## Dataset records
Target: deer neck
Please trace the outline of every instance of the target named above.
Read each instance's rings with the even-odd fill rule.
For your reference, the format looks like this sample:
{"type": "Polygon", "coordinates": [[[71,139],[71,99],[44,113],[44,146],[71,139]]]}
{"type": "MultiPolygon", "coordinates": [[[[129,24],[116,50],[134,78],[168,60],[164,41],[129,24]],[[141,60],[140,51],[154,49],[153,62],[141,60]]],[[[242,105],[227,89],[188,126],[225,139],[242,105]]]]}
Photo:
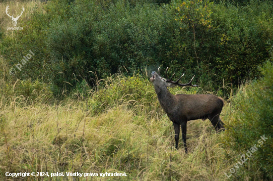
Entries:
{"type": "Polygon", "coordinates": [[[158,90],[156,91],[156,94],[161,107],[167,114],[170,114],[177,104],[177,99],[166,88],[158,90]]]}

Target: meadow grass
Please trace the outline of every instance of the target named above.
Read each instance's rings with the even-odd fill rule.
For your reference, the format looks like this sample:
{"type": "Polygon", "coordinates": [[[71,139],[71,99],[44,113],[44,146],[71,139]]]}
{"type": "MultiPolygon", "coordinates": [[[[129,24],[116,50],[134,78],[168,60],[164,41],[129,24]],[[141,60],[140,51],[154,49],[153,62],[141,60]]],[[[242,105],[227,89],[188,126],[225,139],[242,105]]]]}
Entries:
{"type": "MultiPolygon", "coordinates": [[[[15,97],[16,95],[9,96],[12,101],[8,103],[2,102],[5,100],[2,98],[1,180],[7,179],[6,172],[44,172],[50,175],[61,172],[126,172],[127,177],[43,179],[229,180],[224,173],[228,173],[233,160],[226,157],[230,150],[223,146],[224,133],[216,134],[209,120],[188,122],[189,153],[186,154],[181,136],[179,149],[175,148],[172,124],[160,108],[147,79],[116,75],[101,82],[104,83],[99,88],[86,90],[87,97],[74,92],[64,100],[50,104],[41,99],[24,104],[27,98],[15,97]],[[122,92],[115,88],[120,84],[123,84],[124,92],[119,95],[122,92]],[[140,86],[132,85],[137,84],[140,86]],[[142,95],[141,99],[137,93],[131,92],[135,90],[140,94],[145,89],[150,89],[150,94],[142,95]],[[109,100],[104,99],[109,102],[107,106],[94,106],[98,102],[101,104],[101,94],[107,96],[110,92],[109,100]],[[78,98],[75,99],[75,94],[78,98]],[[145,97],[151,95],[150,99],[145,97]],[[21,103],[16,103],[19,100],[21,103]]],[[[15,89],[16,86],[21,86],[15,85],[15,89]]],[[[200,88],[175,88],[171,91],[173,93],[204,92],[200,88]]],[[[226,124],[236,113],[231,99],[226,101],[220,116],[226,124]]]]}

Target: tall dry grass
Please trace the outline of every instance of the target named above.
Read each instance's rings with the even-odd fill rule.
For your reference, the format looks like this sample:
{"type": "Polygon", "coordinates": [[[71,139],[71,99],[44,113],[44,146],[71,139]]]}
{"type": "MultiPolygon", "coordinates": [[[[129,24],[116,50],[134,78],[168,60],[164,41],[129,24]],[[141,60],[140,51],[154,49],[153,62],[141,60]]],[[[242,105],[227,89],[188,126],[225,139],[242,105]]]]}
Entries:
{"type": "MultiPolygon", "coordinates": [[[[172,124],[160,108],[153,88],[147,79],[137,77],[112,77],[98,90],[86,90],[88,97],[68,97],[51,105],[43,101],[16,104],[18,99],[13,97],[14,101],[9,103],[12,106],[1,106],[0,110],[0,179],[42,180],[37,177],[9,178],[4,175],[6,172],[44,172],[49,175],[126,172],[127,177],[43,179],[228,180],[224,173],[228,173],[233,162],[225,157],[229,151],[222,145],[224,133],[216,134],[207,120],[190,121],[187,128],[189,153],[185,153],[182,140],[176,150],[172,124]],[[122,83],[124,92],[119,95],[122,90],[115,89],[122,83]],[[144,88],[151,89],[152,97],[149,99],[144,94],[138,99],[134,91],[127,94],[136,89],[130,89],[132,84],[146,85],[144,88]],[[100,107],[93,105],[102,102],[101,95],[106,96],[109,92],[112,92],[110,100],[104,99],[109,101],[108,106],[96,111],[100,107]]],[[[137,87],[139,90],[136,91],[140,94],[145,90],[143,87],[137,87]]],[[[171,91],[196,93],[202,90],[175,88],[171,91]]],[[[232,101],[227,101],[221,114],[226,124],[236,112],[232,108],[232,101]]]]}

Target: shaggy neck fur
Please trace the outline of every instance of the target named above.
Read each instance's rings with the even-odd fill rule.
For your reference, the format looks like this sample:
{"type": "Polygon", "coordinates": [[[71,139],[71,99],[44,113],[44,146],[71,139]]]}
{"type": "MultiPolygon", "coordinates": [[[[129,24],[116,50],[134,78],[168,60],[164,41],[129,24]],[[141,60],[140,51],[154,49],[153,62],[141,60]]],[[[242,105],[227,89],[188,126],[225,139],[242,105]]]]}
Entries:
{"type": "Polygon", "coordinates": [[[173,108],[176,104],[177,99],[171,93],[167,88],[155,89],[158,100],[165,112],[168,114],[173,111],[173,108]]]}

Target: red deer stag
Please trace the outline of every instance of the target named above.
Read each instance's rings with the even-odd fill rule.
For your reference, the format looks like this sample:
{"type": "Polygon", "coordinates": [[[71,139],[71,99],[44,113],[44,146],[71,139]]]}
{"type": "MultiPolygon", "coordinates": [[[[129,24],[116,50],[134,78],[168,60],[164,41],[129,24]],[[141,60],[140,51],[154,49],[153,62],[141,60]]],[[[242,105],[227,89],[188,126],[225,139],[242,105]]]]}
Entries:
{"type": "Polygon", "coordinates": [[[191,120],[199,119],[205,120],[208,118],[216,132],[218,132],[220,129],[221,131],[224,130],[224,124],[219,117],[224,105],[224,100],[211,94],[172,94],[167,89],[167,87],[173,87],[176,85],[192,87],[198,86],[192,84],[195,75],[189,83],[182,84],[178,82],[185,73],[177,81],[174,82],[172,81],[172,79],[175,73],[173,74],[170,79],[168,79],[167,71],[168,68],[165,71],[166,79],[164,79],[161,77],[158,68],[158,74],[152,72],[152,77],[150,78],[150,80],[153,84],[161,107],[173,122],[174,127],[175,148],[178,149],[181,126],[182,139],[187,153],[187,122],[191,120]]]}

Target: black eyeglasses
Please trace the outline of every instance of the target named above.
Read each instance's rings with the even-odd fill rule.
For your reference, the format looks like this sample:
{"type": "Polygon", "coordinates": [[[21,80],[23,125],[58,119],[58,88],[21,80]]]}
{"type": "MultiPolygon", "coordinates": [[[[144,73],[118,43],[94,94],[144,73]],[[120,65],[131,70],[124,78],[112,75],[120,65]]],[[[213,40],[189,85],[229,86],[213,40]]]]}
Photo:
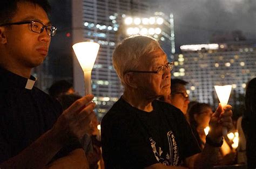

## Given exercise
Please change every "even-odd fill rule" in these items to "nonzero winding rule", keep everything else the same, and leave out the pictures.

## Response for this exercise
Target: deer neck
Please trace the outline of every instance of the target named above.
Read each instance's rings with the nonzero winding rule.
For your reference, the format looks like this sample:
{"type": "Polygon", "coordinates": [[[71,139],[71,99],[44,113],[44,146],[71,139]]]}
{"type": "MultiPolygon", "coordinates": [[[[129,24],[116,50],[134,78],[168,60],[164,41],[129,24]],[[141,60],[140,51],[154,49],[153,62],[141,60]]],[[[242,105],[227,89],[188,126],[225,139],[242,105]]]]}
Photo:
Entries:
{"type": "Polygon", "coordinates": [[[158,90],[156,91],[156,94],[161,107],[167,114],[170,114],[177,104],[177,99],[166,88],[158,90]]]}

Target: meadow grass
Please trace the outline of every instance of the target named above.
Read each instance's rings with the nonzero winding rule.
For your reference, the format looks like this sample:
{"type": "Polygon", "coordinates": [[[71,139],[71,99],[44,113],[44,146],[71,139]]]}
{"type": "MultiPolygon", "coordinates": [[[[129,24],[116,50],[134,78],[168,60],[164,41],[129,24]],[[141,60],[140,51],[154,49],[153,62],[141,60]]],[[[242,105],[227,89],[188,126],[225,139],[242,105]]]]}
Entries:
{"type": "MultiPolygon", "coordinates": [[[[15,97],[16,95],[9,96],[12,101],[8,103],[2,102],[5,100],[2,98],[1,180],[7,179],[6,172],[44,172],[50,175],[61,172],[126,172],[127,177],[43,179],[229,180],[224,173],[228,173],[233,160],[226,157],[230,150],[223,146],[224,133],[216,134],[209,120],[188,122],[189,153],[186,154],[181,136],[179,149],[175,148],[172,124],[160,108],[147,79],[116,75],[101,82],[104,83],[99,88],[86,90],[87,97],[74,92],[64,100],[50,104],[41,99],[24,104],[27,98],[15,97]],[[122,92],[115,88],[120,84],[123,84],[124,92],[119,95],[122,92]],[[140,86],[132,85],[137,84],[140,86]],[[142,95],[141,99],[137,93],[131,92],[135,90],[140,94],[145,89],[150,89],[150,94],[142,95]],[[109,100],[104,99],[109,102],[107,106],[94,106],[98,102],[101,104],[101,94],[107,96],[110,92],[109,100]],[[78,98],[75,99],[75,94],[78,98]],[[145,97],[151,95],[150,99],[145,97]],[[21,103],[16,103],[19,100],[21,103]]],[[[15,89],[16,86],[21,86],[15,85],[15,89]]],[[[200,88],[175,88],[171,91],[173,93],[204,92],[200,88]]],[[[226,124],[236,113],[231,99],[226,101],[220,116],[226,124]]]]}

Target: tall dry grass
Please trace the outline of every instance of the target named above.
Read each instance's rings with the nonzero winding rule.
For your reference, the format looks like this sample:
{"type": "Polygon", "coordinates": [[[71,139],[71,99],[44,113],[44,146],[71,139]]]}
{"type": "MultiPolygon", "coordinates": [[[[129,24],[116,50],[134,78],[168,60],[164,41],[129,24]],[[141,60],[140,51],[154,49],[153,62],[141,60]]],[[[242,105],[227,89],[188,126],[225,139],[242,105]]]]}
Entries:
{"type": "MultiPolygon", "coordinates": [[[[172,124],[160,108],[153,88],[147,79],[137,77],[112,77],[98,90],[86,90],[88,97],[68,97],[51,105],[43,101],[16,104],[18,99],[13,97],[14,101],[9,103],[12,106],[1,106],[0,110],[0,179],[42,180],[37,177],[9,178],[4,175],[6,172],[44,172],[49,175],[126,172],[127,177],[43,179],[228,180],[224,173],[228,173],[233,162],[225,157],[229,151],[222,145],[224,133],[216,134],[207,120],[190,121],[187,128],[189,153],[185,153],[182,140],[176,150],[172,124]],[[122,83],[124,92],[119,95],[122,90],[115,89],[122,83]],[[144,88],[151,89],[152,97],[149,99],[144,94],[138,99],[134,91],[127,94],[136,89],[130,89],[132,84],[146,85],[144,88]],[[100,107],[93,105],[102,102],[101,95],[106,96],[109,92],[112,92],[110,100],[104,99],[109,101],[108,106],[96,111],[100,107]]],[[[137,87],[139,90],[136,91],[140,94],[145,90],[143,87],[137,87]]],[[[171,91],[196,93],[202,90],[175,88],[171,91]]],[[[232,101],[227,101],[221,114],[226,124],[236,112],[232,108],[232,101]]]]}

Target: shaggy neck fur
Please trace the outline of every instance of the target named above.
Read each instance's rings with the nonzero winding rule.
For your reference, the format looks like this sample:
{"type": "Polygon", "coordinates": [[[71,139],[71,99],[44,113],[44,146],[71,139]]]}
{"type": "MultiPolygon", "coordinates": [[[[129,24],[116,50],[134,78],[168,60],[164,41],[129,24]],[[141,60],[140,51],[154,49],[153,62],[141,60]]],[[[242,105],[227,89],[188,126],[225,139],[242,105]]]]}
Entries:
{"type": "Polygon", "coordinates": [[[173,108],[176,104],[177,99],[171,93],[167,88],[155,89],[158,100],[165,112],[168,114],[173,111],[173,108]]]}

Target: red deer stag
Please trace the outline of every instance of the target named above.
Read each instance's rings with the nonzero winding rule.
For your reference, the format looks like this sample:
{"type": "Polygon", "coordinates": [[[71,139],[71,99],[44,113],[44,146],[71,139]]]}
{"type": "MultiPolygon", "coordinates": [[[[129,24],[116,50],[134,78],[168,60],[164,41],[129,24]],[[141,60],[140,51],[154,49],[153,62],[141,60]]],[[[242,105],[227,89],[188,126],[225,139],[242,105]]]]}
Entries:
{"type": "Polygon", "coordinates": [[[191,120],[199,119],[205,120],[208,118],[216,132],[218,132],[220,129],[221,131],[224,130],[224,124],[219,117],[224,105],[224,100],[211,94],[172,94],[167,89],[167,87],[173,87],[176,85],[192,87],[198,86],[192,84],[195,75],[189,83],[182,84],[178,82],[185,73],[177,81],[174,82],[172,81],[172,79],[175,73],[173,74],[170,79],[168,79],[167,71],[168,68],[165,71],[166,79],[164,79],[161,77],[158,68],[158,74],[152,72],[152,77],[150,78],[150,80],[153,84],[161,107],[173,122],[174,127],[175,148],[178,149],[181,126],[182,139],[187,153],[187,122],[191,120]]]}

Target: black eyeglasses
Please trace the outline of every instance of the target named above.
Read each instance's rings with the nonzero winding rule.
For your reference, the format looks like this sample:
{"type": "Polygon", "coordinates": [[[21,80],[23,125],[58,119],[58,88],[21,80]]]}
{"type": "MultiPolygon", "coordinates": [[[[144,73],[118,43],[94,94],[144,73]],[[120,65],[131,70],[124,78],[112,75],[120,65]]],[[[213,40],[189,85],[229,86],[213,40]]]]}
Photo:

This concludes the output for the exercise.